Your task: Output exactly the lines between the line that contains "of the child's" and the last line of the material, counting both.

Material for this exercise:

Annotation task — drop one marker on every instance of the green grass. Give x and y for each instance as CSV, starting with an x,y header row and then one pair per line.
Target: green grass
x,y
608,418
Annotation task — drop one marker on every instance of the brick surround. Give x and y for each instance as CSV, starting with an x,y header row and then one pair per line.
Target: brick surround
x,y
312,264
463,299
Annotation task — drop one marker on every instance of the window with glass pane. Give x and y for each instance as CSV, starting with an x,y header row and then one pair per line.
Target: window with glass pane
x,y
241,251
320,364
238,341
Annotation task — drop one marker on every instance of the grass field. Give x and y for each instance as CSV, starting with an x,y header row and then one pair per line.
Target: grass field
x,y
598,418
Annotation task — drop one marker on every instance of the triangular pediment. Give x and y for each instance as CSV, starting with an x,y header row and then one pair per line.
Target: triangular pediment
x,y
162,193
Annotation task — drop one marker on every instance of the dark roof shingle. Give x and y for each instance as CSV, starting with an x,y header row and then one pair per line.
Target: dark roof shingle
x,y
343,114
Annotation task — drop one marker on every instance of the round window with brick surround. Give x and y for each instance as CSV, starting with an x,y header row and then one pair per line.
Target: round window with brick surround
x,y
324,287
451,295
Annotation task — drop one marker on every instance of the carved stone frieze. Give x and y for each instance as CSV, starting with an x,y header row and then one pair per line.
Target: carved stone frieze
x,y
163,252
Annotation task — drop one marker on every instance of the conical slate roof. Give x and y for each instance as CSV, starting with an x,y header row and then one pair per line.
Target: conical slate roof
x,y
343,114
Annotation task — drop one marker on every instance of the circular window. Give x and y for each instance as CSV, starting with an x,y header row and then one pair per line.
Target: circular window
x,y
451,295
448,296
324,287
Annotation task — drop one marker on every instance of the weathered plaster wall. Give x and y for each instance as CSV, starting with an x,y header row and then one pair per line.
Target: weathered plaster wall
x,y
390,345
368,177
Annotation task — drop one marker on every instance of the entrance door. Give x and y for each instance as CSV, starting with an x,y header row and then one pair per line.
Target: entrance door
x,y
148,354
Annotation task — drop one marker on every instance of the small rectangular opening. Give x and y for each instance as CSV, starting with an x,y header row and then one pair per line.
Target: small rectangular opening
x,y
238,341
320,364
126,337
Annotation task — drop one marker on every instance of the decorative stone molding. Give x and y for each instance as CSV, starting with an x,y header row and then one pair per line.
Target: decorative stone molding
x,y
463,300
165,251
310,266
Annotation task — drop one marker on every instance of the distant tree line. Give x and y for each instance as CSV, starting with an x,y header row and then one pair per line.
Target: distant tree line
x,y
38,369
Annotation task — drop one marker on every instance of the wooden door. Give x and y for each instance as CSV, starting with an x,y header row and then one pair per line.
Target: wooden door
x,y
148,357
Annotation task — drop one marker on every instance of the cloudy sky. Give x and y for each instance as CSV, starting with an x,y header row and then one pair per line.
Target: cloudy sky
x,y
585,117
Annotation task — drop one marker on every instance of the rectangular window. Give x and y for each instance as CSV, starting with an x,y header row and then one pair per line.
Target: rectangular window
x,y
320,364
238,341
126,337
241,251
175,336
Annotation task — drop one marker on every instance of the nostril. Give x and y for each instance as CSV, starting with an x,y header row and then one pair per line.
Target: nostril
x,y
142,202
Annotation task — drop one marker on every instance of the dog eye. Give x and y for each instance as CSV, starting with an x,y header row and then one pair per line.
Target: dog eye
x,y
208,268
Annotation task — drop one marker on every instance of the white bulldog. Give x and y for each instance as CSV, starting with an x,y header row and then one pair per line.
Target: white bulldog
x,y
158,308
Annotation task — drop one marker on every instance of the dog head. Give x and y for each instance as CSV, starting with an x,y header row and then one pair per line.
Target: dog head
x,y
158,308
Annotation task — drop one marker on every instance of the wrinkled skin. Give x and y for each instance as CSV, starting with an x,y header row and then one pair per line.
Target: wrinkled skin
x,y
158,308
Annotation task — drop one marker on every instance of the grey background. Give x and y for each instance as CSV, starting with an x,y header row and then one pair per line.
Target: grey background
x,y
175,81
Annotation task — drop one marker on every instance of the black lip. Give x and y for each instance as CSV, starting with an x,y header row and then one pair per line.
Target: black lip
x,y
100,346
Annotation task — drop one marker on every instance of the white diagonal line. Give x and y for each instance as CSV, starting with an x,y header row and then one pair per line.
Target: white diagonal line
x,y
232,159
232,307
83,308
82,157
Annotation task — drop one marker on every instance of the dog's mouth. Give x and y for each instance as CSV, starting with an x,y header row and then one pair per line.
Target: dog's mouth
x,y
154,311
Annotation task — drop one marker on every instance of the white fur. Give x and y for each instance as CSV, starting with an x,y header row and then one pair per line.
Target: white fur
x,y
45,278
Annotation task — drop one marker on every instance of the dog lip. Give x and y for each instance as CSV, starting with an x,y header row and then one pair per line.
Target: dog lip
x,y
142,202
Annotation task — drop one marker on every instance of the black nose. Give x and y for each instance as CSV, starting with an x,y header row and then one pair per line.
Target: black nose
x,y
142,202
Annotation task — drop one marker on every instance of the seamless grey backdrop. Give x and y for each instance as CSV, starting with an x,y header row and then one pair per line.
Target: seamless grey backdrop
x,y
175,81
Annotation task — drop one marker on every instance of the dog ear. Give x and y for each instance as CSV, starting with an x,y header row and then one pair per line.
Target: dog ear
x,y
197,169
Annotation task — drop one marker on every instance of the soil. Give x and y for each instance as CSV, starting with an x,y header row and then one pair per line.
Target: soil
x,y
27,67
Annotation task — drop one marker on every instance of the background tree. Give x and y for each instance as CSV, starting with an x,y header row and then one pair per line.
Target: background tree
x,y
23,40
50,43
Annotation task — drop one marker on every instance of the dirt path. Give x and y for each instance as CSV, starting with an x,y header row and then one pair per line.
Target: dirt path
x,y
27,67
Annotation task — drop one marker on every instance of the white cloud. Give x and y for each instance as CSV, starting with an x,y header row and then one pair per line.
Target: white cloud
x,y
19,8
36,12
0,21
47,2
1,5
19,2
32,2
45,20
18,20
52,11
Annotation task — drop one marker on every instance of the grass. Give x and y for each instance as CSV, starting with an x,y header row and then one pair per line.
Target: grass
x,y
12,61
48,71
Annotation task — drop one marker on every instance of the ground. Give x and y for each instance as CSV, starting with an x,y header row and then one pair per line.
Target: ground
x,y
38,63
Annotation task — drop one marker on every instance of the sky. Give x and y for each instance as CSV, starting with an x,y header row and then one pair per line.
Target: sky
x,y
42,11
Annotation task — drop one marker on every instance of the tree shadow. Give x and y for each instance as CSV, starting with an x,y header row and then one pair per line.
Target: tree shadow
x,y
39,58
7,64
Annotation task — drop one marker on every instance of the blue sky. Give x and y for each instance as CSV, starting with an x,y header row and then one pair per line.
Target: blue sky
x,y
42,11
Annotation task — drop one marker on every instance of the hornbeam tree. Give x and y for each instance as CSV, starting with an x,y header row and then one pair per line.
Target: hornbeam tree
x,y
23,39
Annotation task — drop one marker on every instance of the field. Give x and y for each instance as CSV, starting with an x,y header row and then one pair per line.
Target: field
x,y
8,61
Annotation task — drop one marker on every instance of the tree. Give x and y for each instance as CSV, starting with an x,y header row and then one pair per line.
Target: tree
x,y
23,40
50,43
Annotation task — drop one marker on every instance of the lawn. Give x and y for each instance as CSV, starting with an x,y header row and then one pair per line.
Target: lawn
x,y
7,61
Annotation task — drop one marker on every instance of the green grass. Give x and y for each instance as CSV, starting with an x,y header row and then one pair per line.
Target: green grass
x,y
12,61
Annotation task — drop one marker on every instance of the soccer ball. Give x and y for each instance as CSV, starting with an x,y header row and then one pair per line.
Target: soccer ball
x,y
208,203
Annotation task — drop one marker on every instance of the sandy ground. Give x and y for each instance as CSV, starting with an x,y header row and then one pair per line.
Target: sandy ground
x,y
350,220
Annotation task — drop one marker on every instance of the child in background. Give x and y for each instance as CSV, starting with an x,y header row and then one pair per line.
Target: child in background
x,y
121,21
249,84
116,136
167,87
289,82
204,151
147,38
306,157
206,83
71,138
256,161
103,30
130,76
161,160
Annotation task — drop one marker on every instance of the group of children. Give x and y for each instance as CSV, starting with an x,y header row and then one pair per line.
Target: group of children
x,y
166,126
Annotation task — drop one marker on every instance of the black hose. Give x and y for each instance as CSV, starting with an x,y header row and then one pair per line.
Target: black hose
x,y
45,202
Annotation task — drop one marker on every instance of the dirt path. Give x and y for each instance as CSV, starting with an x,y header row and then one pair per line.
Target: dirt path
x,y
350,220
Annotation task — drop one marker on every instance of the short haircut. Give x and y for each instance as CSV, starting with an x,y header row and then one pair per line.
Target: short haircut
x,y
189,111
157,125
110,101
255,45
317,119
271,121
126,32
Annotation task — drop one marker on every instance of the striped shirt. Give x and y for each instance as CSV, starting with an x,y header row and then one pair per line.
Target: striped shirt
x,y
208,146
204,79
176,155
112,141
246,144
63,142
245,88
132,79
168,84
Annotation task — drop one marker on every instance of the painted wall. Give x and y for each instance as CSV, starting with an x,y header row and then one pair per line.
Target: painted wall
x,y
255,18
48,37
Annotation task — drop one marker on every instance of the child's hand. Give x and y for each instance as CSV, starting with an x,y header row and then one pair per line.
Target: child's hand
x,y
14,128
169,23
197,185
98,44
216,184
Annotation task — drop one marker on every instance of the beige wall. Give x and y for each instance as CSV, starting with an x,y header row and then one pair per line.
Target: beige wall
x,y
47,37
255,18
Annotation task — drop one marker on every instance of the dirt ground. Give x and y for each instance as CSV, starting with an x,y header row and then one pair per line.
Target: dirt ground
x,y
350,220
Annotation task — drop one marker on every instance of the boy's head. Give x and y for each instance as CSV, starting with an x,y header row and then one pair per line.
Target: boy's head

Solution for this exercise:
Annotation task — drop one marker on every instance of the child's hand. Give x and y for each instance as CSV, starting with an x,y header row and then one pair per line.
Target: child's hand
x,y
14,128
169,23
197,185
98,44
216,184
Annotation task — drop one marker on every instance of the beige wall. Give x and y for each instance as CSV, starting with an x,y header row and then one pair per line.
Target: beige wall
x,y
47,37
255,18
Annotation task — drop one marker on every instance of the dirt ground. Give x and y for each instance as CSV, starting with an x,y header row and then one pair per line.
Target: dirt ground
x,y
350,220
Annotation task — drop one marker on every instance of the boy's head. Give x and y for each instance as CSV, starting with an x,y header row and then one pair per line.
Target: boy's head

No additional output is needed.